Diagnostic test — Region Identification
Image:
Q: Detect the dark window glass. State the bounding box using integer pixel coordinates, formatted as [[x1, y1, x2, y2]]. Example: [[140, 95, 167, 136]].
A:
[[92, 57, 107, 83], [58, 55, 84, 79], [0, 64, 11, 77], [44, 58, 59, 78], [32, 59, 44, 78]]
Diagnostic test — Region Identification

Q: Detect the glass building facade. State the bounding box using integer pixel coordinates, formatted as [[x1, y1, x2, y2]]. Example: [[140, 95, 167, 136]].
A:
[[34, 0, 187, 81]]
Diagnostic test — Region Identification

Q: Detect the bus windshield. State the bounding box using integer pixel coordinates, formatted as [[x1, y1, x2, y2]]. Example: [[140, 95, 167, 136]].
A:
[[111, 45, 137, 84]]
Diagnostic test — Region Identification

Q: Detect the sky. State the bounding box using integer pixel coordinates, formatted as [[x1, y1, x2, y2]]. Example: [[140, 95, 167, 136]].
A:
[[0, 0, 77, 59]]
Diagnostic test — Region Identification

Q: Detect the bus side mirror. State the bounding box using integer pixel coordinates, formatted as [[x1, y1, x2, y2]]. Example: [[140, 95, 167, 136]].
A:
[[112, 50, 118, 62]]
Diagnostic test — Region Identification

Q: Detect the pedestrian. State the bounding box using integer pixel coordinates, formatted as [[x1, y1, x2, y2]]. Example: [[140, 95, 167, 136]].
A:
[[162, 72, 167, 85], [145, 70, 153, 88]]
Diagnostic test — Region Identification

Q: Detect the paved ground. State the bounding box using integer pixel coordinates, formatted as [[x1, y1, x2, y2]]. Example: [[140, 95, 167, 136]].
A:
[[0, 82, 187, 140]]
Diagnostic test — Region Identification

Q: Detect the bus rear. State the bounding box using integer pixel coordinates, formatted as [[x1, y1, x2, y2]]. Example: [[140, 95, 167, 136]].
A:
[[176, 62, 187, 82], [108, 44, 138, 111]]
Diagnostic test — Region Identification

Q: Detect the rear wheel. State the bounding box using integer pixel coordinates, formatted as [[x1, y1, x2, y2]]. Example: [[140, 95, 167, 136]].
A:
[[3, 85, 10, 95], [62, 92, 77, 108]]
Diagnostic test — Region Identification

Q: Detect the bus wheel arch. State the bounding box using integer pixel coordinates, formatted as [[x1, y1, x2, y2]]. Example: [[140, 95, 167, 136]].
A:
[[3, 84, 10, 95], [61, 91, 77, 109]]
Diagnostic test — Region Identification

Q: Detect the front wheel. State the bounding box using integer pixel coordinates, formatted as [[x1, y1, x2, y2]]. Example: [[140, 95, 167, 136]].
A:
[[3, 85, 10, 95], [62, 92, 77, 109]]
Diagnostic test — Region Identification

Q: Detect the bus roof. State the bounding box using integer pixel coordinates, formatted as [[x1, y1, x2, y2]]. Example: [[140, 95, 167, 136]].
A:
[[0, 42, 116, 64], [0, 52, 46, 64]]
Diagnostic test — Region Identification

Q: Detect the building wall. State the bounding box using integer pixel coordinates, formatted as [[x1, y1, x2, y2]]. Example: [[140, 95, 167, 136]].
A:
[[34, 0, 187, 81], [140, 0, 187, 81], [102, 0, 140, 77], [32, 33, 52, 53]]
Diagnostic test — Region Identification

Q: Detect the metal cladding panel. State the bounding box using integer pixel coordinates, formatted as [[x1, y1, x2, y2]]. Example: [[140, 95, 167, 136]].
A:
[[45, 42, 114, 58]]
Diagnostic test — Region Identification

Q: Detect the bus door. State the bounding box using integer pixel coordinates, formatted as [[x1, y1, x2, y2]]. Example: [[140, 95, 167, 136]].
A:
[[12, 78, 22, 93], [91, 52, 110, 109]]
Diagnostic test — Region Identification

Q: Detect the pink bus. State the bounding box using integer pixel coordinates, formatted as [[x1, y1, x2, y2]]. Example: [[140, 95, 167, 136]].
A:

--

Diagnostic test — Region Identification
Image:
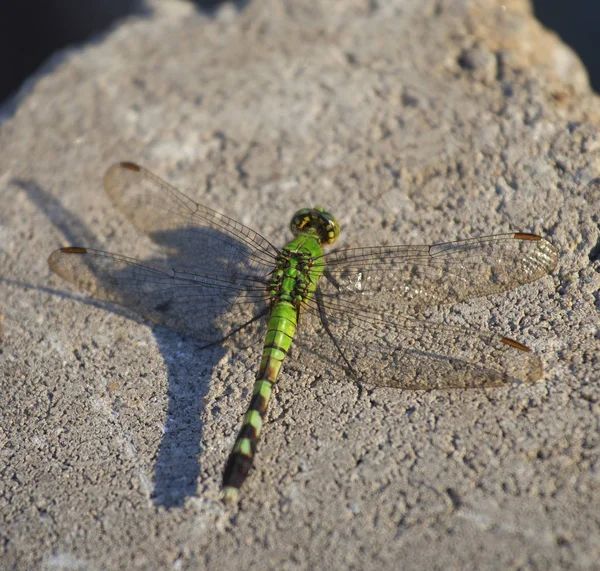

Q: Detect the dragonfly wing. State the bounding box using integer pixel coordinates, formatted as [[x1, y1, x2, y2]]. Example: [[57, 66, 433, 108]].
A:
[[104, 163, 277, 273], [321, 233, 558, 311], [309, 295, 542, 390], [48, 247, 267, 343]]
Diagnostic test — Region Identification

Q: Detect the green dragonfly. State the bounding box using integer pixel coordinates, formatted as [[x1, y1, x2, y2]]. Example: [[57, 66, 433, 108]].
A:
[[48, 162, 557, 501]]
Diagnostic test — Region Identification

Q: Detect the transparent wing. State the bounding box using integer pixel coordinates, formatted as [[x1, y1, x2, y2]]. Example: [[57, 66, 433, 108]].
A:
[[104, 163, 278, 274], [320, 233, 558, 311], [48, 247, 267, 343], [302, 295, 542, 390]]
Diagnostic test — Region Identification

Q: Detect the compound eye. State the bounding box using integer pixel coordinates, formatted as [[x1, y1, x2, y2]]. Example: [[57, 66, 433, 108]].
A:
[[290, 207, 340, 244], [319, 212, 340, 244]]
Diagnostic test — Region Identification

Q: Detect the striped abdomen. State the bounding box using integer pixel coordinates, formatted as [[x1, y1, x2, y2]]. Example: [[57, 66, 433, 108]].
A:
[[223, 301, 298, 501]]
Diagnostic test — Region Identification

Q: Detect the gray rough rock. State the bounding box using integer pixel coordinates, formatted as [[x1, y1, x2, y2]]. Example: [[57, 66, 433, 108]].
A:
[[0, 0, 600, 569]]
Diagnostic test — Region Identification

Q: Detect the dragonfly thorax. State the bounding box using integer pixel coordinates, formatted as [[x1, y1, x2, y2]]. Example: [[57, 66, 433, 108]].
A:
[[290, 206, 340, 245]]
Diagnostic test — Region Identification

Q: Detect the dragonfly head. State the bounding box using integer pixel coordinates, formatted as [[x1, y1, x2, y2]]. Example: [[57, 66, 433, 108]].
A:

--

## WHAT NEEDS TO BE DONE
Determine how many lines in the entries above include the string "wing". Reply with that number alone.

## SOLUTION TO THIS TASK
2